INSTRUCTIONS TO FOLLOW:
Could you return all of the data exactly as given?

Stored dataset items
_ _ _

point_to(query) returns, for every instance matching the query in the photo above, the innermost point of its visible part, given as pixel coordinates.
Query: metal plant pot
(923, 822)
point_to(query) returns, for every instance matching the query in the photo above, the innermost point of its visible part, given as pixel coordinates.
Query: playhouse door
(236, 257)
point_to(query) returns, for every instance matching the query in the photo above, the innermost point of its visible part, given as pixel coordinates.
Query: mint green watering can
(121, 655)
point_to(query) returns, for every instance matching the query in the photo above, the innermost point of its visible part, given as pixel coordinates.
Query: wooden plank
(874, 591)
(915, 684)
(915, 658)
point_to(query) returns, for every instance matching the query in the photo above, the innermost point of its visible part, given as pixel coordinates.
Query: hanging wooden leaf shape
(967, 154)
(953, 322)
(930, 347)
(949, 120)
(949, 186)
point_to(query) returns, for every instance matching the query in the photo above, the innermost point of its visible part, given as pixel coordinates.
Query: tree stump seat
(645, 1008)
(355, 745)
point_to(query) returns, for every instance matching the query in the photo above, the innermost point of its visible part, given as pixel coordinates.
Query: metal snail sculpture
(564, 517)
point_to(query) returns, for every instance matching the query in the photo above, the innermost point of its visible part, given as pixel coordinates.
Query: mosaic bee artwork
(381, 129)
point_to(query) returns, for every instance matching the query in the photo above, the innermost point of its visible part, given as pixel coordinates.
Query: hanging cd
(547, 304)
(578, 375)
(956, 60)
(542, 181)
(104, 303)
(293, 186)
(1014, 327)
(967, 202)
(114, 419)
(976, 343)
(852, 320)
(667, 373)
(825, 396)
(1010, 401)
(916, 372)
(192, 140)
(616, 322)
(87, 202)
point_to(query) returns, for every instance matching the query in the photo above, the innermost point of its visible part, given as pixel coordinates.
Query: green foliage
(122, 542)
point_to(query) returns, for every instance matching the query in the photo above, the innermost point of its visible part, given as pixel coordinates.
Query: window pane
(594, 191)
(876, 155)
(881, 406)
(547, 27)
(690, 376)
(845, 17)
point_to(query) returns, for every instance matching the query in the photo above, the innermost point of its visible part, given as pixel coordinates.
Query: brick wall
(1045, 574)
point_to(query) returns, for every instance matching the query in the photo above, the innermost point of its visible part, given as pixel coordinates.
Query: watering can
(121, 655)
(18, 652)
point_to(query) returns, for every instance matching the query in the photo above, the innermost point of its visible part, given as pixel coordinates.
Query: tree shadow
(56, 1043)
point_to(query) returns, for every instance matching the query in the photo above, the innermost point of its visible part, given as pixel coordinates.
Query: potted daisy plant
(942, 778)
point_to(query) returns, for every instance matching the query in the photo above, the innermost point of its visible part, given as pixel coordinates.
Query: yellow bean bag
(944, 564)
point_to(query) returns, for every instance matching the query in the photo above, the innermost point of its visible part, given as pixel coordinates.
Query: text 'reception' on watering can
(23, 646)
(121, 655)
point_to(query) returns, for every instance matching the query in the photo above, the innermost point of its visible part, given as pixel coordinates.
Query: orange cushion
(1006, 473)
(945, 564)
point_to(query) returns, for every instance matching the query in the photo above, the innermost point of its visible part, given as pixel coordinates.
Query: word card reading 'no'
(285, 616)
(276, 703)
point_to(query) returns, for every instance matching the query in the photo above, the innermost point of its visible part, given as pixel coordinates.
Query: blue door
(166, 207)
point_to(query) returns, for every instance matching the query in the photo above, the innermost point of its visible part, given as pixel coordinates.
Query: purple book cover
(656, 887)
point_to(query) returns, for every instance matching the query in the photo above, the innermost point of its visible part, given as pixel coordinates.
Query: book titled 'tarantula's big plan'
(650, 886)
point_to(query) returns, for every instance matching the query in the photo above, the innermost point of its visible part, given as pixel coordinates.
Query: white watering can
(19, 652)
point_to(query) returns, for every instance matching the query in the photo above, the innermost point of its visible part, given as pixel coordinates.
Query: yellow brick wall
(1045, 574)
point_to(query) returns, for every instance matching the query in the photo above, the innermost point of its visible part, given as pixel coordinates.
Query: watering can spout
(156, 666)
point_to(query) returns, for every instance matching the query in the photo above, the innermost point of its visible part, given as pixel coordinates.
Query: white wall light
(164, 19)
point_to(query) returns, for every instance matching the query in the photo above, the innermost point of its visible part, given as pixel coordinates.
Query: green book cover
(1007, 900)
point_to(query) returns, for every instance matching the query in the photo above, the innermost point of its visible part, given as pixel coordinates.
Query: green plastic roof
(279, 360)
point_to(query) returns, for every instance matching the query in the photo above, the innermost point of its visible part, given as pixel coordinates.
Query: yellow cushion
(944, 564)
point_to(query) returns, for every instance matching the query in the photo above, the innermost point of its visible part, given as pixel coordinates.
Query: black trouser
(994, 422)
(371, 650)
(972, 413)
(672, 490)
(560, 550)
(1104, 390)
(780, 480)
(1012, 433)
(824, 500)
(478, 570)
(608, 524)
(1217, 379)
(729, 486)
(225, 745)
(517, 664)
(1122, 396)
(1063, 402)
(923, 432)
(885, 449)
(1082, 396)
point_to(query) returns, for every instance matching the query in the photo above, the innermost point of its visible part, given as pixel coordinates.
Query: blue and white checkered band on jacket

_ _ _

ANSWER FOR THIS EXERCISE:
point_to(query) returns, for every instance matching the query in the photo above, the innermost point of its visible part, given as pixel coordinates.
Query: metal plant pot
(923, 822)
point_to(query) returns, for every instance matching the query in the photo above, the innermost point of its visible part, given as pixel coordinates.
Query: playhouse door
(236, 257)
point_to(query) returns, for every instance matching the query in the photo above, the innermost point of its visible part, given as pixel coordinates.
Query: mint green watering can
(121, 655)
point_to(query) returns, for every instance matching the query in the photo above, the innermost point of its visible part, given as pixel coordinates.
Query: wooden plank
(874, 591)
(915, 684)
(915, 658)
point_to(query) returns, for every instance matching the query in the photo above, the innermost point of its visible part, given as pixel coordinates.
Query: hanging wooden leaf shape
(967, 154)
(953, 322)
(930, 347)
(949, 120)
(949, 186)
point_to(query) returns, for every instance matching the query in the photo above, the innermost point of its visible part, given as pixel coordinates.
Query: tree stump seat
(645, 1008)
(355, 745)
point_to(query) returns, for every instance matching the query in the photo above, the innermost point of its visible part, given as pixel coordinates.
Query: metal snail sculpture
(564, 517)
point_to(query) returns, for every instance matching the query in the photo above, the innermost point of its visible part, given as pixel coordinates.
Query: mosaic bee artwork
(381, 129)
point_to(query) returns, for every instance matching the query in the photo above, the innermost point of its visible part, given as pixel coordinates.
Query: hanging cd
(547, 304)
(578, 375)
(956, 60)
(542, 181)
(104, 303)
(293, 186)
(1014, 327)
(967, 202)
(114, 419)
(976, 343)
(852, 320)
(667, 373)
(825, 396)
(1010, 401)
(916, 372)
(192, 140)
(616, 322)
(87, 202)
point_to(query) returns, for every instance matching the query in the photo above, the innermost point of its visible part, given as pixel coordinates.
Query: green foliage
(122, 542)
point_to(query) returns, for every instance matching the query in the photo above, the innermost point of its visible part, given as pixel coordinates.
Query: window pane
(594, 191)
(876, 155)
(881, 406)
(547, 27)
(690, 376)
(845, 17)
point_to(query) returns, for every instance matching the query in the photo above, the innermost point of its visible part, given as pixel coordinates.
Query: brick wall
(1045, 574)
point_to(query) returns, for every instance matching the query in the photo above, the innermost point of its visible part, given as pixel coordinates.
Query: watering can
(121, 655)
(18, 652)
point_to(query) returns, for every instance matching the query in the photo above, the innermost point of its visible part, given as pixel coordinates.
Query: tree shadow
(56, 1043)
point_to(query) returns, for every instance matching the query in the photo above, the innermost point of its visible part, given as pixel coordinates.
Query: potted daisy plant
(942, 778)
point_to(query) returns, for every instance matching the query in the photo above, the innermost point of its visible part, given as pixel coordinates.
Query: yellow bean bag
(944, 564)
point_to(query) returns, for every instance matching the query in the photo above, the innermost point of its visible part, given as pixel coordinates.
Query: text 'reception' on watering can
(23, 646)
(121, 655)
point_to(query) returns, for every instance matching the query in the photo above, the innermost point of its visible part, given as pixel coordinates.
Query: orange cushion
(1006, 473)
(945, 564)
point_to(query) returns, for every instance matching the query in the photo above, the innermost point of its visible part, given as pixel coordinates.
Query: word card reading 'no'
(285, 616)
(276, 703)
point_to(query) returns, for every instance matching the query in the photo above, the innermost point of its visible part, given as pixel coordinates.
Query: blue door
(166, 207)
point_to(query) returns, for every instance matching the query in the photo above, the innermost point of its visible part, given as pixel coordinates.
Query: purple book cover
(656, 887)
point_to(query) returns, for every instance matching the query in the photo above, the innermost point of its visible part, given as pixel coordinates.
Query: book titled 'tarantula's big plan'
(650, 886)
point_to(query) returns, for every instance matching the query in the photo above, the innermost point of its visible part, given as pixel coordinates.
Query: white watering can
(19, 652)
point_to(query) returns, for every instance matching the query in the photo above, the innermost point of its visible part, given as pixel coordinates.
Query: yellow brick wall
(1045, 574)
point_to(query) returns, for every instance matching the query in the photo above, the innermost point of its visible part, given as pixel coordinates.
Query: watering can spout
(156, 666)
point_to(query) returns, for every instance matching the query in the photo above, the innermost point of its visible part, given as pixel coordinates.
Query: white wall light
(164, 19)
point_to(query) returns, for every instance matching the query in the photo above, the innermost point of its visible part, given as pixel coordinates.
Query: green book cover
(1007, 900)
point_to(query) returns, for every instance matching the query in the photo above, the innermost point of its visible part, given as pixel coordinates.
Query: green plastic roof
(279, 360)
point_to(query) returns, for every instance matching the query in the photo above, the innermost point of its visible part, given as pixel coordinates.
Query: yellow cushion
(944, 564)
point_to(query) returns, for every instance matching the query in the photo above, the innermost point of its visible part, given as pixel coordinates.
Query: black trouser
(994, 422)
(371, 650)
(972, 413)
(672, 490)
(560, 550)
(1104, 390)
(780, 480)
(1012, 433)
(824, 500)
(478, 570)
(608, 524)
(1217, 379)
(729, 486)
(225, 745)
(517, 664)
(1122, 396)
(1063, 402)
(923, 432)
(885, 449)
(1082, 396)
point_to(query) returns, for every instance matching the query in the photo above, the innermost point of its visible part, given as pixel coordinates.
Query: blue and white checkered band on jacket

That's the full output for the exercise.